TEIL 2: WANDERTAGEBUCH
Tag 1 – Anreise nach Rheine (6 km)
Wow, Blitzstart⚡️🚀 Dank Homeoffice und guter Vorbereitung sitzen wir nur 30 Minuten nach Feierabend im Bus🚌🚅 Der Umstieg in Hannover ist turbulent, gefühlt fahren alle Züge von geänderten Gleisen und mit geänderter Wagenreihung🥴 Da wir uns mit unserem Anhänger im Zug nicht bewegen können, ist es für uns wichtig, die richtige Tür zu finden. Wir meistern diese Herausforderungen🥳 Hannover verabschiedet sich von mir mit einem Wespenstich, „Bienenstich“ wäre mir lieber gewesen🍰😉
Am frühen Abend empfängt uns Rheine mit den ersten Regentropfen des Tages. Den kurzen Schauer sitzen wir aus, dann erkunden wir ausgiebig die Innenstadt – bei Sonnenschein👀 Altes Rathaus, Dionysiuskirche, Bönekerskapelle, Carillon-Glockenspiel, Bote Veit-Denkmal, Nepomukstatue und zahlreiche historische Häuser ziehen uns in ihren Bann😍
Weiter geht es zum Zeltplatz, wir übernachten auf der Zeltwiese des Kanu Clubs. Wir lieben solche Plätze❣️ Meist geht es hier beschaulich zu, so auch heute. Uns zieht es zurück in die City. Ein Bummel, gutes Essen beim Italiener, den Absacker trinken wir in einem Brauhaus am Markt. Wir genießen die auch zu späterer Stunde noch lebhaft-entspannte Stimmung auf dem Platz.

Deine Aufgabe: Nenne alle Sehenswürdigkeiten, die das Wandertagebuch oben beim Erkunden der Innenstadt von Rheine mit Namen aufführt.

Vorliegende Daten:
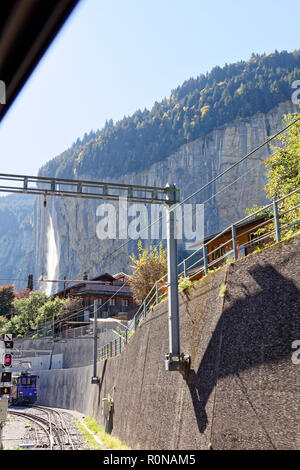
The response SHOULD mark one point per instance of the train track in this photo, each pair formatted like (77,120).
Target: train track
(53,426)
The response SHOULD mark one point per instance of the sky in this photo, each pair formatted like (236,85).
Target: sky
(113,57)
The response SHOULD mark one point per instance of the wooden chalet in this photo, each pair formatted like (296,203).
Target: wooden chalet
(102,288)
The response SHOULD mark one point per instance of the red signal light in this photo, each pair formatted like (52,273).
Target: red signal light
(7,360)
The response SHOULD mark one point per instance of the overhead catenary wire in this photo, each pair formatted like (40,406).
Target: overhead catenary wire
(213,180)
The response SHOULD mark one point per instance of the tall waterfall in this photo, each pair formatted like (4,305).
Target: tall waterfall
(52,252)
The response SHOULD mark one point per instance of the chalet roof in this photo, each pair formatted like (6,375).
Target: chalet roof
(86,288)
(242,224)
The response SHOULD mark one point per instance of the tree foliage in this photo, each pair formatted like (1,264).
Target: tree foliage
(29,312)
(148,267)
(7,296)
(283,175)
(192,110)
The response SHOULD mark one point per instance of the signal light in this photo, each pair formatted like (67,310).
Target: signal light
(6,377)
(7,360)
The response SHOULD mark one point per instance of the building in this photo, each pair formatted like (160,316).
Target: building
(112,293)
(220,248)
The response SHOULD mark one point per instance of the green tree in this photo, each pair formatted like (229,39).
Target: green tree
(283,174)
(148,267)
(7,296)
(36,309)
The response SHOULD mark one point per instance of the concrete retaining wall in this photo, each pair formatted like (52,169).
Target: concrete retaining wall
(242,391)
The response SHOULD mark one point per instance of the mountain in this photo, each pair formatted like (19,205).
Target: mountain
(193,110)
(205,125)
(17,238)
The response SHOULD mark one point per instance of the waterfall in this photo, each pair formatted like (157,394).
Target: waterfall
(52,253)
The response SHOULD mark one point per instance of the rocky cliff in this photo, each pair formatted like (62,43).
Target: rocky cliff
(74,238)
(17,239)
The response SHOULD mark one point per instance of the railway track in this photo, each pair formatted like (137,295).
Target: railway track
(55,432)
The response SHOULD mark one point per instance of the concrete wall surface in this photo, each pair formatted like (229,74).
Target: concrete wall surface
(243,389)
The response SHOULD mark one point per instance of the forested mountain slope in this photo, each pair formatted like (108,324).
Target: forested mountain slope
(192,110)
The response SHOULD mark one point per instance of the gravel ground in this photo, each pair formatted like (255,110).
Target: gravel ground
(22,433)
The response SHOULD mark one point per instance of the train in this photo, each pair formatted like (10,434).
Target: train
(24,389)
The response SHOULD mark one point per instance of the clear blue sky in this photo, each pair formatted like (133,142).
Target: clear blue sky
(113,57)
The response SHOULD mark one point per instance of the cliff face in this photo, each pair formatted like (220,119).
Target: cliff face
(75,240)
(17,244)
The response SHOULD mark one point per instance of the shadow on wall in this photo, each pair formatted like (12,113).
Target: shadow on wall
(255,330)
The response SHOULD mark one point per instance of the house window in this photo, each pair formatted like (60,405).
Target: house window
(216,254)
(252,239)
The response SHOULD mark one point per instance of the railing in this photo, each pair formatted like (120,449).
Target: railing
(202,260)
(200,263)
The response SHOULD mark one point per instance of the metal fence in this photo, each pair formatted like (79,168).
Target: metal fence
(269,231)
(202,261)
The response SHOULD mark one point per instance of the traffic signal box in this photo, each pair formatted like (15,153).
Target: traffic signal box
(7,360)
(5,377)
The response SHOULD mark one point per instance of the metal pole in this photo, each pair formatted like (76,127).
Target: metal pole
(95,378)
(174,338)
(276,220)
(234,243)
(205,260)
(184,269)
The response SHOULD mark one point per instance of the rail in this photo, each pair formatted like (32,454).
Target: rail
(209,256)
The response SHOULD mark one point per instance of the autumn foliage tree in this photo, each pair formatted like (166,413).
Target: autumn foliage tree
(148,267)
(7,296)
(283,175)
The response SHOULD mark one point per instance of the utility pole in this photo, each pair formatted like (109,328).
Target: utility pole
(95,378)
(175,360)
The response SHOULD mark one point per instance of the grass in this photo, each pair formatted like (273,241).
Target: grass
(109,441)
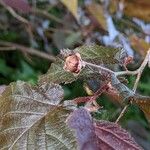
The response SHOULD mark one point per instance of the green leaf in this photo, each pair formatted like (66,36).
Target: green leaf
(99,54)
(57,74)
(30,118)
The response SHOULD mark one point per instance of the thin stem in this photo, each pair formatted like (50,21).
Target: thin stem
(98,66)
(122,113)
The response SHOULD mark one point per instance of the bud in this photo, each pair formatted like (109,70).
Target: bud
(73,63)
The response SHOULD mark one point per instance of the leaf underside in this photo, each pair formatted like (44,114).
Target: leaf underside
(30,118)
(99,135)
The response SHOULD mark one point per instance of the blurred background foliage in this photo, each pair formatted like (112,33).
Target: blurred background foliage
(50,25)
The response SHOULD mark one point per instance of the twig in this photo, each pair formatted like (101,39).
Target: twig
(13,46)
(122,113)
(138,72)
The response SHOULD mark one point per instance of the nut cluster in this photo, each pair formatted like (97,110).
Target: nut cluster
(73,63)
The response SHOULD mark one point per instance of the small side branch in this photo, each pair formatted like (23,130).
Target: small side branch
(8,46)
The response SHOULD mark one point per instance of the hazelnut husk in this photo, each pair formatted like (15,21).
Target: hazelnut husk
(73,63)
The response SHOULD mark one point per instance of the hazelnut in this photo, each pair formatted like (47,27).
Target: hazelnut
(73,63)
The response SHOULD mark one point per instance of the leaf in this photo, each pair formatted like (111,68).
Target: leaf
(141,11)
(96,10)
(2,88)
(99,54)
(99,135)
(72,6)
(21,5)
(57,74)
(30,118)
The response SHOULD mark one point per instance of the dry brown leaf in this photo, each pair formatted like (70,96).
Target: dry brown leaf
(72,6)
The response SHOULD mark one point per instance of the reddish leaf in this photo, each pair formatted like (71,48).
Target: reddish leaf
(19,5)
(2,89)
(99,135)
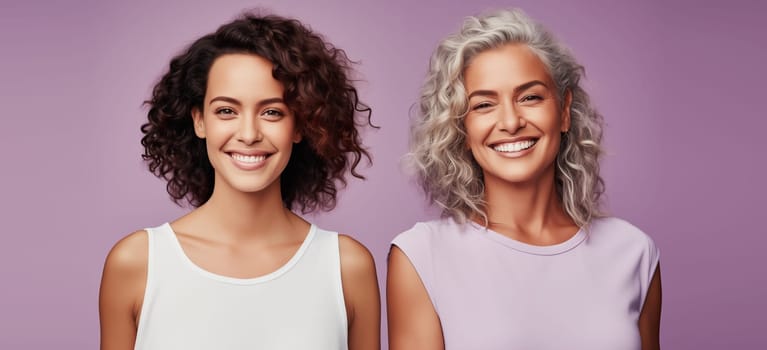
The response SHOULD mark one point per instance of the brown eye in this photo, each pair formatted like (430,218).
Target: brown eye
(273,114)
(529,98)
(224,111)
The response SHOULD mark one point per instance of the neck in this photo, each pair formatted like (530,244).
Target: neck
(529,212)
(249,215)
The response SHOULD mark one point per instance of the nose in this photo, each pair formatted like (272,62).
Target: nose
(510,118)
(249,131)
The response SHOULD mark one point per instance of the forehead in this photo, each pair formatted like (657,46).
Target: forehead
(506,66)
(241,76)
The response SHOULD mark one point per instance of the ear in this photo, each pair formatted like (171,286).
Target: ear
(199,123)
(566,111)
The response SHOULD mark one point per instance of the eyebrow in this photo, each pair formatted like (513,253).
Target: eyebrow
(238,103)
(517,89)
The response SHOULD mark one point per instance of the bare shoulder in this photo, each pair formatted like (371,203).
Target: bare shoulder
(355,257)
(129,254)
(361,294)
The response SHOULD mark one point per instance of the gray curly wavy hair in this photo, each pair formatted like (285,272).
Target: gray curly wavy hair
(438,154)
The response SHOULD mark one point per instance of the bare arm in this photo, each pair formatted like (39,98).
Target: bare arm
(122,290)
(361,294)
(413,322)
(649,319)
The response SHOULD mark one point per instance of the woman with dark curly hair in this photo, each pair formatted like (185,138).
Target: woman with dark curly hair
(507,143)
(249,122)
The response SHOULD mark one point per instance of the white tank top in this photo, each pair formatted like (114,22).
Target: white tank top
(298,306)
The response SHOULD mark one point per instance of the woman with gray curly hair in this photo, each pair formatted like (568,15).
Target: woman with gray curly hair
(507,143)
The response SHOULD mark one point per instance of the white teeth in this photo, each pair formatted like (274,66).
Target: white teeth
(514,146)
(248,159)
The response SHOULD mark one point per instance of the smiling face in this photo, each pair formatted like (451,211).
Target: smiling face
(248,130)
(514,122)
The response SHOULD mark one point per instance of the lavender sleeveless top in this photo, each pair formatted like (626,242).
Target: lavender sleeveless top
(492,292)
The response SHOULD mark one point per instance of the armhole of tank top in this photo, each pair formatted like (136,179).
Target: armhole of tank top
(151,237)
(341,296)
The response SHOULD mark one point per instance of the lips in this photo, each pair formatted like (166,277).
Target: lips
(514,146)
(250,159)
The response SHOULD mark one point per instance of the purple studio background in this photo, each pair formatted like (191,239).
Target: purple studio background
(681,86)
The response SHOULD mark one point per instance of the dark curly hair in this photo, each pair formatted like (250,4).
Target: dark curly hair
(318,90)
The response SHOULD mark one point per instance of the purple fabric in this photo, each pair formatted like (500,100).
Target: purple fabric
(492,292)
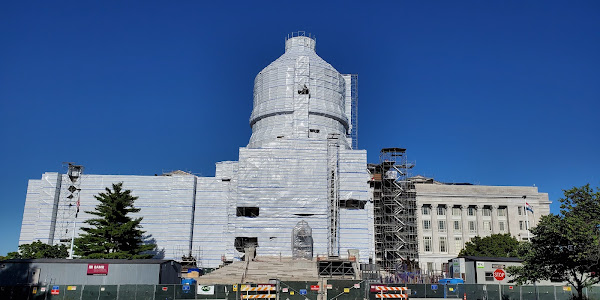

Ergebnis:
- Altes Rathaus
- Dionysiuskirche
- Bönekerskapelle
- Carillon-Glockenspiel
- Bote Veit-Denkmal
- Nepomukstatue